**SOURCE TEXT:**
Basketball Insiders continues their NBA Draft watch, this time with the power forwards.

David Yapkowitz



We got some updated NBA draft news this week when the league announced that several key dates have been pushed back including the draft, the start of free agency and the beginning of the 2020-21 season.

The 2020 draft was originally scheduled for Oct. 16, but it will now likely occur sometime in November. Obviously, with the COVID-19 pandemic still wildly out of control in the United States, all of these potential deadlines are fluid and subject to change.

With that said, we’re continuing our position by position breakdown here at Basketball Insiders of some of the top 2020 draft prospects. We looked at the point guards and shooting guards last week, and this week we’re covering the small forwards and power forwards.

The power forward crop, like the draft overall, doesn’t appear to be as strong as recent years, that doesn’t mean there aren’t potential contributors and high-level NBA players available, as well as one who might just turn out to be a star-caliber player.

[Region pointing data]

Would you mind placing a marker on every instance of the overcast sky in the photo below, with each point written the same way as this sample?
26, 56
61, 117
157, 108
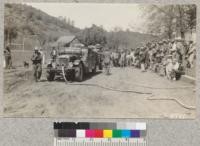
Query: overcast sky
107, 15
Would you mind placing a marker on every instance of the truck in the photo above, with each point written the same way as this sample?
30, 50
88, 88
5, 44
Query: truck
73, 63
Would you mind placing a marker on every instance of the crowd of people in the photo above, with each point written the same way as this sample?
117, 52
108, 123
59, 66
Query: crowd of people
166, 57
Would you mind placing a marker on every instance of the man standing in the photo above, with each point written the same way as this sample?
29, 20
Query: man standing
107, 61
37, 64
54, 54
8, 59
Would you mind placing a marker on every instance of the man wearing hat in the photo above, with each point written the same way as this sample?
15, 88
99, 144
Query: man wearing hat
8, 58
37, 64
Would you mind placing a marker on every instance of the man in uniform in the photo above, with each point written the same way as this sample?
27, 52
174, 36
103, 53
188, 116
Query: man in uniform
8, 59
37, 64
54, 54
107, 61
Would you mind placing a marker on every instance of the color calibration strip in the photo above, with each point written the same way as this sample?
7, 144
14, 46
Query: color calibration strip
100, 130
108, 134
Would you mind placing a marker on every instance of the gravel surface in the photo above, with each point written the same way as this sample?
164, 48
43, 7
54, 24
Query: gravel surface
25, 98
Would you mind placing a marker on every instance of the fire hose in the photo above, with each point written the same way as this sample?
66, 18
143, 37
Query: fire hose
100, 86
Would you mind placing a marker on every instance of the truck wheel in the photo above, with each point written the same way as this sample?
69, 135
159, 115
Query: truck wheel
50, 76
79, 73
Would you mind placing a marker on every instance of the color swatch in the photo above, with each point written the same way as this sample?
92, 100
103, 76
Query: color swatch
100, 130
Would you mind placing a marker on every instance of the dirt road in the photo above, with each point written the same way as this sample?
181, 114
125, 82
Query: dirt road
26, 98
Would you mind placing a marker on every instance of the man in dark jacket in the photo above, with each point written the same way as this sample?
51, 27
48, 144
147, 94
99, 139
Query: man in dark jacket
37, 64
8, 59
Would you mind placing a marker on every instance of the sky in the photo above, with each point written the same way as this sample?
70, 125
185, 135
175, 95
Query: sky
125, 16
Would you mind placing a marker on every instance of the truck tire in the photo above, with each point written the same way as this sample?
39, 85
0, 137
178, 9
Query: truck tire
50, 76
79, 73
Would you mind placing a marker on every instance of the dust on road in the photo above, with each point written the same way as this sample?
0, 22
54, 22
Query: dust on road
26, 98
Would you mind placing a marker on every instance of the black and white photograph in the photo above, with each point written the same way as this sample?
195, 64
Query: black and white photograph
99, 60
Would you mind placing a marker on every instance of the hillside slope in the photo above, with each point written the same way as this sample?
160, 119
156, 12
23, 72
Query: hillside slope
26, 21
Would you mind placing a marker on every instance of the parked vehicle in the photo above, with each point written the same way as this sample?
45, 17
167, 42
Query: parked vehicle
73, 63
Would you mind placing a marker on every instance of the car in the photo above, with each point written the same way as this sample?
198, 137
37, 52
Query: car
73, 63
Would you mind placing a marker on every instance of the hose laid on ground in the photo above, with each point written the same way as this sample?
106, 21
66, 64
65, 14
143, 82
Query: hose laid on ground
165, 88
142, 85
176, 100
101, 86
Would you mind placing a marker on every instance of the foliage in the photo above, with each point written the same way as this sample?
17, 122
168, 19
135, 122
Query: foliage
166, 19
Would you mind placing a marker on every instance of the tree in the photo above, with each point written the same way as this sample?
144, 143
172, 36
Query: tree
166, 19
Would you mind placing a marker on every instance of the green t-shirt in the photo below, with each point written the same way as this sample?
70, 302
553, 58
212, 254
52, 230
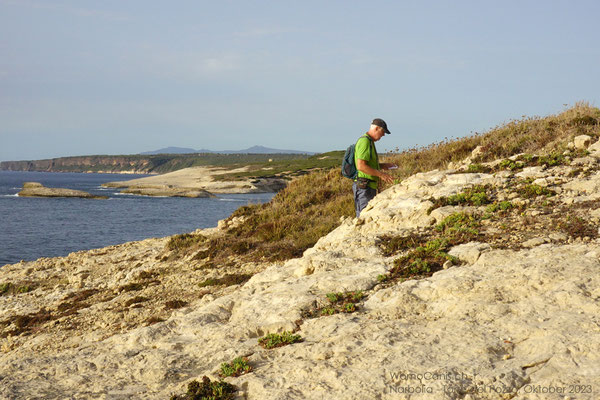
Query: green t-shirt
365, 150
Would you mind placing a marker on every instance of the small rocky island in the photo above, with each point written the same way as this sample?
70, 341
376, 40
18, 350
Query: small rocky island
36, 189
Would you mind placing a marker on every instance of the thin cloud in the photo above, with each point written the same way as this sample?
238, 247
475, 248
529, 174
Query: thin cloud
78, 11
264, 32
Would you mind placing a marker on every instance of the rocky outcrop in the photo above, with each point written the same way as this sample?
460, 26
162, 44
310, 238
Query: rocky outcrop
36, 189
513, 316
101, 164
203, 179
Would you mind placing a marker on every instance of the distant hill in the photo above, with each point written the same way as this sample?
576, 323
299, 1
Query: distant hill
250, 150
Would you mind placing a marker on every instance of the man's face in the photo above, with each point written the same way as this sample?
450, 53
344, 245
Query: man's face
379, 133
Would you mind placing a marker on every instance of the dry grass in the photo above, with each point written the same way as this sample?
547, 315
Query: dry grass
307, 209
530, 135
311, 205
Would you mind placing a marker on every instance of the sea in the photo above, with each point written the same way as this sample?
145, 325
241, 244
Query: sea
31, 228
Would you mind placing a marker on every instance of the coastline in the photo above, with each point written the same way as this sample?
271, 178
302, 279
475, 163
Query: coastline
54, 227
133, 320
194, 179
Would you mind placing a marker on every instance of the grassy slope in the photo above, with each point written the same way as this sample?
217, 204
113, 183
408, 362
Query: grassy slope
312, 205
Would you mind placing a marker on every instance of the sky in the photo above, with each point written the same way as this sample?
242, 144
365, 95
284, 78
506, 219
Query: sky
127, 76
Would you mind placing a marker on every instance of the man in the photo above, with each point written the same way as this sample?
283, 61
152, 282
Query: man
368, 166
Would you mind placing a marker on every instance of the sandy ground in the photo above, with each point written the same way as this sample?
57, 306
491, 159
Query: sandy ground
198, 178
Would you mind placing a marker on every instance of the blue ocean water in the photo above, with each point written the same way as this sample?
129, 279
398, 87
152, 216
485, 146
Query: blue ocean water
31, 228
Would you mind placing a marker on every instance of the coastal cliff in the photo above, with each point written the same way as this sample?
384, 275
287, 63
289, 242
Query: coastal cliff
475, 282
36, 189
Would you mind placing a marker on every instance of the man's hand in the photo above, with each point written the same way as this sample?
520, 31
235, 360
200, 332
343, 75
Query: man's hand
362, 165
388, 166
387, 178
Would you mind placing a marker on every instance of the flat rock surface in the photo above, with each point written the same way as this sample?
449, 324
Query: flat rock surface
197, 179
507, 322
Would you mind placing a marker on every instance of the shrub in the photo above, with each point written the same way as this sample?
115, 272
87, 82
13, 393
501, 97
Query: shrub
207, 390
534, 190
227, 280
474, 196
237, 367
184, 241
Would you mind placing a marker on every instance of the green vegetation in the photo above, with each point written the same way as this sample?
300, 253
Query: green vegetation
459, 227
227, 280
237, 367
184, 241
10, 288
4, 287
339, 303
577, 227
478, 168
207, 390
423, 260
530, 135
501, 206
533, 190
273, 340
307, 209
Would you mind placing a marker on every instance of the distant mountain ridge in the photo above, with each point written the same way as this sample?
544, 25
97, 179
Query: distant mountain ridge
250, 150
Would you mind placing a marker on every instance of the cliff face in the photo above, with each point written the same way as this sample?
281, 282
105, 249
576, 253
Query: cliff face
513, 312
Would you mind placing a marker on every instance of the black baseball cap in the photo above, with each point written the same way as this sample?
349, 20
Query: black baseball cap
381, 123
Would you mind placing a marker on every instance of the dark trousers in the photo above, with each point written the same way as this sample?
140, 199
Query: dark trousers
362, 197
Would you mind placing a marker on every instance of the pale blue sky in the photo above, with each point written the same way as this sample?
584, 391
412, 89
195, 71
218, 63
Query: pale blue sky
126, 76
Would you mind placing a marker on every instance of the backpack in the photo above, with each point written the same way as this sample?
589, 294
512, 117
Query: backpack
348, 166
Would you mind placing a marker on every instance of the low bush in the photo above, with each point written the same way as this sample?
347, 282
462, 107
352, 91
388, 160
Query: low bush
207, 390
237, 367
273, 340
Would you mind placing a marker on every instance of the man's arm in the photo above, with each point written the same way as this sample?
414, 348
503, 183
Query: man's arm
388, 165
362, 166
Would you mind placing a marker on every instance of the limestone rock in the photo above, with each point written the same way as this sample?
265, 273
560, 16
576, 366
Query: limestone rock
514, 320
582, 141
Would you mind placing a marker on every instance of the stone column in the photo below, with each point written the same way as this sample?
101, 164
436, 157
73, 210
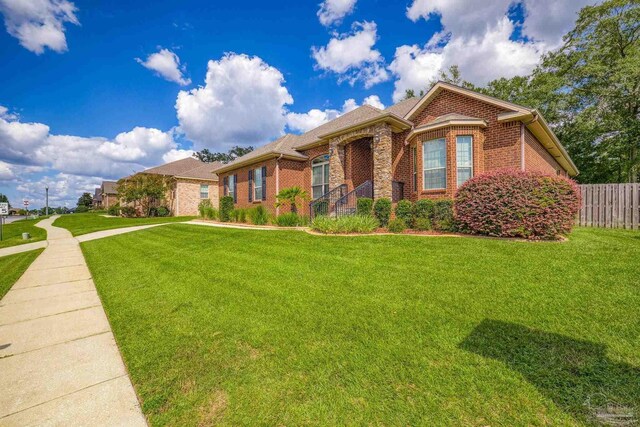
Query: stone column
382, 161
336, 164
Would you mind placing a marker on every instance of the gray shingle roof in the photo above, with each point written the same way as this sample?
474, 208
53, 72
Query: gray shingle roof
109, 187
186, 168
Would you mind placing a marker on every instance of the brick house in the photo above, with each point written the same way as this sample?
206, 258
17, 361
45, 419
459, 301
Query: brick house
418, 148
193, 182
108, 194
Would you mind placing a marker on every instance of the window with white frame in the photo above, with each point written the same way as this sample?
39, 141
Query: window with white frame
257, 184
231, 185
320, 176
434, 164
464, 158
204, 191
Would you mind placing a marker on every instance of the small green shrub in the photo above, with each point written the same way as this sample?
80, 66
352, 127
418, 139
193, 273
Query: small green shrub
345, 224
382, 211
422, 224
397, 225
442, 219
424, 209
289, 220
405, 210
226, 207
114, 210
258, 215
128, 211
163, 211
364, 206
321, 208
203, 206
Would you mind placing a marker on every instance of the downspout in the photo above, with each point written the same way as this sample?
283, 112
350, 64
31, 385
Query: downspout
278, 180
522, 143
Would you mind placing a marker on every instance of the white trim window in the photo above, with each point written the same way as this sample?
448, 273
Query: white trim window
204, 191
434, 164
257, 184
320, 176
231, 186
464, 158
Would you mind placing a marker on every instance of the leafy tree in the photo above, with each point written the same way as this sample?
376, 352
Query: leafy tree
85, 200
291, 196
146, 191
4, 199
207, 156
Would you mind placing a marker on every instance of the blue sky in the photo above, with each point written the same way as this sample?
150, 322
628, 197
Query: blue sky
96, 90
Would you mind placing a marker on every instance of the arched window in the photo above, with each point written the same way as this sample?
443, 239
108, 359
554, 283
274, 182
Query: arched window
320, 176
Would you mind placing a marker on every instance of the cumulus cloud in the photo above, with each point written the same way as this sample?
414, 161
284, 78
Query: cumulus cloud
242, 102
333, 11
352, 56
478, 37
39, 24
166, 64
303, 122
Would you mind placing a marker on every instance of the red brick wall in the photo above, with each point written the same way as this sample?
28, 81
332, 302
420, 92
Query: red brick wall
536, 157
243, 185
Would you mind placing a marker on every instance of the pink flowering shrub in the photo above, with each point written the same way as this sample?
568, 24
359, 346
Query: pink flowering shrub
511, 203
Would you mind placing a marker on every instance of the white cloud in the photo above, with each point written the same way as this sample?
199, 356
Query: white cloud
332, 11
39, 24
477, 36
176, 154
374, 101
303, 122
167, 65
352, 56
6, 172
242, 102
64, 189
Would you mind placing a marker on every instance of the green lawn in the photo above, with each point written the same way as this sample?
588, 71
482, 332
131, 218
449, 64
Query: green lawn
12, 233
12, 267
240, 327
85, 223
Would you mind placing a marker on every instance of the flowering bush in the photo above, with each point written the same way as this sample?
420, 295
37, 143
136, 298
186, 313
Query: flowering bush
510, 203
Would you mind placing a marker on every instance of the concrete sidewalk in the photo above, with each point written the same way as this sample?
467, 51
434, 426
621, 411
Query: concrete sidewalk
59, 362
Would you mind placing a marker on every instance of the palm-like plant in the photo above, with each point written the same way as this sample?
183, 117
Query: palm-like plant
291, 196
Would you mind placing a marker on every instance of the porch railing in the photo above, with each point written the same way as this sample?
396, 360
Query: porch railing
348, 203
397, 191
325, 204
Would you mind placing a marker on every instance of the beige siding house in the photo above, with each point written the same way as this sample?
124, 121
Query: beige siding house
194, 182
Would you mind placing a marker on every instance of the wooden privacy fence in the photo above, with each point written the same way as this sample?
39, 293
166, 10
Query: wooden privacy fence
610, 205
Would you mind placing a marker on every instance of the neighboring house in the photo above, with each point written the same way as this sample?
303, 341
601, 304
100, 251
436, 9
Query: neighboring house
108, 194
194, 182
418, 148
97, 198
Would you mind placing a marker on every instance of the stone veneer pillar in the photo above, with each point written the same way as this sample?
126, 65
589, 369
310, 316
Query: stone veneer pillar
382, 161
336, 165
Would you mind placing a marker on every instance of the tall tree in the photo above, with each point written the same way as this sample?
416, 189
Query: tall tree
85, 200
207, 156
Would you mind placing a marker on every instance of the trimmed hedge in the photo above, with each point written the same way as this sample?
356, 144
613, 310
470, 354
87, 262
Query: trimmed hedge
511, 203
364, 206
382, 211
226, 208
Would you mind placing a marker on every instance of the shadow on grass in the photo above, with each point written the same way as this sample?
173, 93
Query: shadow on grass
576, 375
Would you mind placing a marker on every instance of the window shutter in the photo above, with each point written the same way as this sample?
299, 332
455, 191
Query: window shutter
264, 183
235, 188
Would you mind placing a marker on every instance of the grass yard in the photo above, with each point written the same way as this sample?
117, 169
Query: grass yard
12, 267
12, 233
85, 223
244, 327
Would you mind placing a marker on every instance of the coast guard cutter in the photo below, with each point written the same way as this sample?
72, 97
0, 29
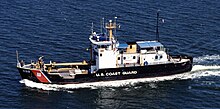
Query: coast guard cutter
109, 61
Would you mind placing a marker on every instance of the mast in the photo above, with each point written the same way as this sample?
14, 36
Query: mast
110, 26
115, 28
157, 28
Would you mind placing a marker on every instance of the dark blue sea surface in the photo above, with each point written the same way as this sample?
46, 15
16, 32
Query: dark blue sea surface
59, 31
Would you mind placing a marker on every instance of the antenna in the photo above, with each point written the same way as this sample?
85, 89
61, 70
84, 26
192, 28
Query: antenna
18, 64
116, 27
92, 28
101, 26
157, 28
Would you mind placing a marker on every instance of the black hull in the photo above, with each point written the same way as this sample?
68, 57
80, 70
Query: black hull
112, 74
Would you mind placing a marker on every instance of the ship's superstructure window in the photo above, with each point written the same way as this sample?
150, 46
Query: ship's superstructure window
134, 57
156, 57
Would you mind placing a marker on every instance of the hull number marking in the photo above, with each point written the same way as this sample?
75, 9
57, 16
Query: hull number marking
116, 73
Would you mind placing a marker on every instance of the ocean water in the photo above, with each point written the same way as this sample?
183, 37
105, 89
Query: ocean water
59, 31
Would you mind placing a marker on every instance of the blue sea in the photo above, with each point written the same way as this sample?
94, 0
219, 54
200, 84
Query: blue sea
59, 31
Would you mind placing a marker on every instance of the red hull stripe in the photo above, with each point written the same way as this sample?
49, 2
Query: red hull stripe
41, 76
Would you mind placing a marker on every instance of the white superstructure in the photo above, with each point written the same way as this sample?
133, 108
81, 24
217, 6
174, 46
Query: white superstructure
107, 52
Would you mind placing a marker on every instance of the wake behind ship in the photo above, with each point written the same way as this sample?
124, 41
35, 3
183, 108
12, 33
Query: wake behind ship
109, 61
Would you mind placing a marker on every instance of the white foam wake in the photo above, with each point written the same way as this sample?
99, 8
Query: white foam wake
197, 72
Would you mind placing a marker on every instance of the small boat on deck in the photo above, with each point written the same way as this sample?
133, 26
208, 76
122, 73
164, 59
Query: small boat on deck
110, 60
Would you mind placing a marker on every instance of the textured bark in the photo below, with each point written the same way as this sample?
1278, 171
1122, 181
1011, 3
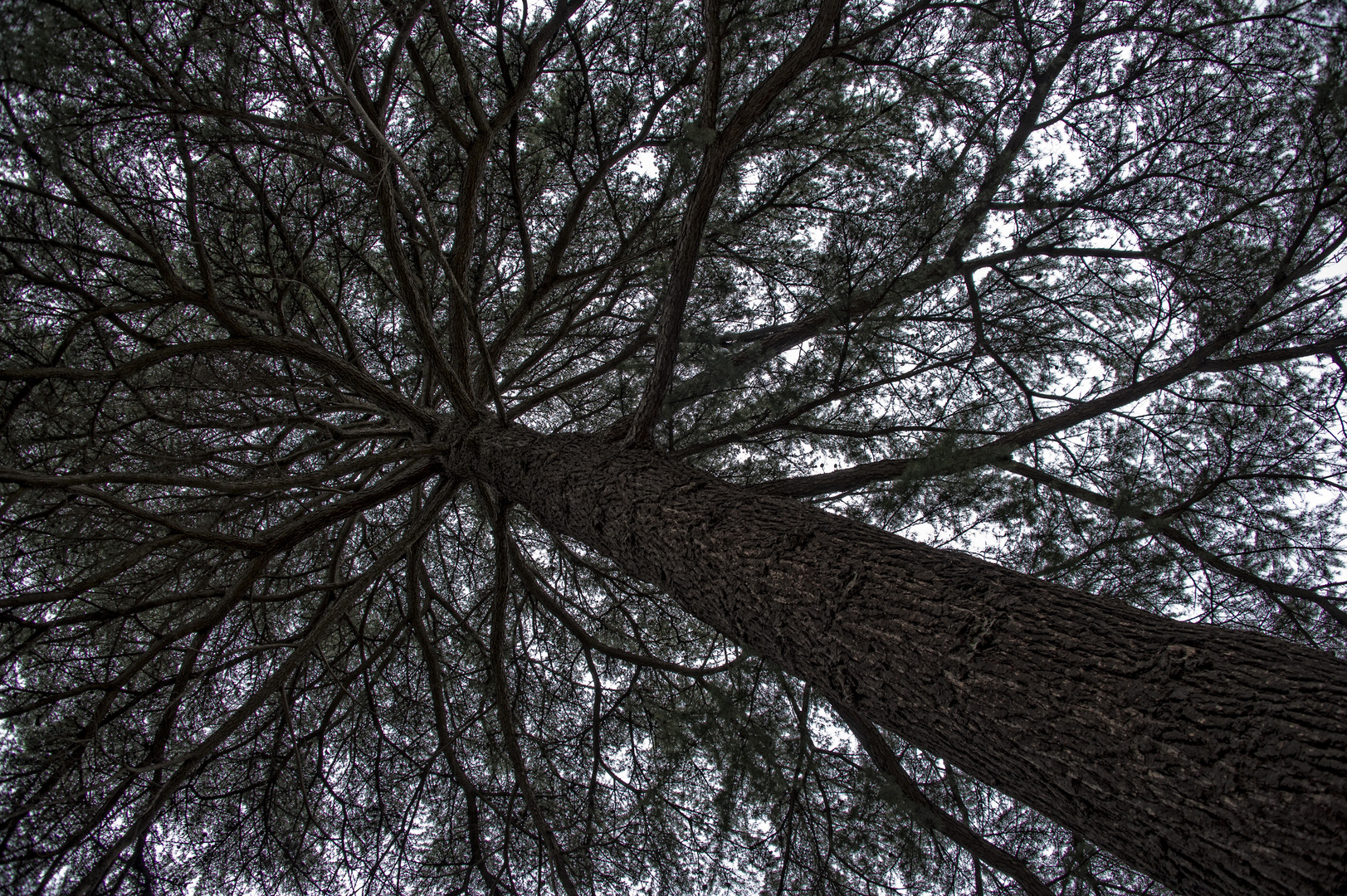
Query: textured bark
1213, 760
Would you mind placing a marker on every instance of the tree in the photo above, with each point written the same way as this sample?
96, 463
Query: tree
469, 448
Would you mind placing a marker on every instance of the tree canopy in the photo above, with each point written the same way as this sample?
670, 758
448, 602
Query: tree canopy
1051, 283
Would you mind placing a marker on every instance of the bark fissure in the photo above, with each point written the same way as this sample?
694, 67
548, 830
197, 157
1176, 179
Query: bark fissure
1213, 760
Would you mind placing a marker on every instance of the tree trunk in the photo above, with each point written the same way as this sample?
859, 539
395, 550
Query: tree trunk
1213, 760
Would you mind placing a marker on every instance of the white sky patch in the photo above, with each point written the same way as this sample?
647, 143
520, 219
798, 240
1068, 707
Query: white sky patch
644, 163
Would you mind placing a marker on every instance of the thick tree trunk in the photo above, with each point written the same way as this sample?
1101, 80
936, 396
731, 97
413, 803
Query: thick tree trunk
1213, 760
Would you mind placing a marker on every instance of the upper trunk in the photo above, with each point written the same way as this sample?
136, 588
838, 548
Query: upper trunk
1213, 760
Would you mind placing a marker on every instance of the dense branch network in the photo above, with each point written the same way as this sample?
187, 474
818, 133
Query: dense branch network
1050, 282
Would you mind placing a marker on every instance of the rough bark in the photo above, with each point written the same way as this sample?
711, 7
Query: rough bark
1213, 760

**YOUR INSTRUCTIONS:**
Pick up the power forward draft preview after its last sentence and keep going.

**ANSWER FOR THE TASK:**
Onyeka Okongwu, USC – 19 years old

Okongwu is the player who just might develop into a star on some level. He was actually underrated in high school and was snubbed for a McDonald’s All-American selection his senior year. He established himself early on at USC as the team’s best player as a freshman and now appears to have turned some heads.

He’s been mentioned as a lottery pick and in some mock drafts, he’s top 4-5. He possesses a great all-around skill-set; he can score in the post, he can put the ball on the floor and attack and he can shoot. But perhaps his biggest attribute is his versatility on the defensive end. He’s got quick feet and mobility and can guard multiple positions.

Okongwu might actually play center in the NBA, especially in small-ball lineups, but he’s mostly played power forward and so he’ll probably see time there in the league. His skill-set fits perfectly with today’s game.

Obi Toppin, Dayton – 22 years old

Toppin is one of the older players in the draft, and in recent history, players that age tend to slip on draft boards. In Toppin’s case, it looks like the reverse might actually be true. He’s been projected as a lottery pick, and even going in the top 3.

He’s an incredibly athletic player who thrives in the open court. He looks like he’ll do well in an up-tempo offensive system that has capable playmakers who can find him in transition. He’s extremely active around the rim and he can finish strong. A decent shooter too, something he’ll need at the next level.

Toppin has the physical tools to be an effective defensive player, but that’s where the questions marks on him have been. In the NBA, he’s likely going to have to play and guard multiple positions. Whether or not he can adapt to that likely will answer the question as to what his ceiling can be.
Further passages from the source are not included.